━━ MATERIAL FOR THIS EXERCISE

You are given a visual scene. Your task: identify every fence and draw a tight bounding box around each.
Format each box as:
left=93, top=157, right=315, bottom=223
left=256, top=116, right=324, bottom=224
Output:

━━━━

• [GOAL]:
Render the material above as a numbered list, omitting any blank lines.

• [TASK SOLUTION]:
1. You are given a visual scene. Your task: identify every fence and draw a tight bounding box around each.
2. Format each box as:
3. left=93, top=157, right=315, bottom=223
4. left=256, top=116, right=324, bottom=224
5. Output:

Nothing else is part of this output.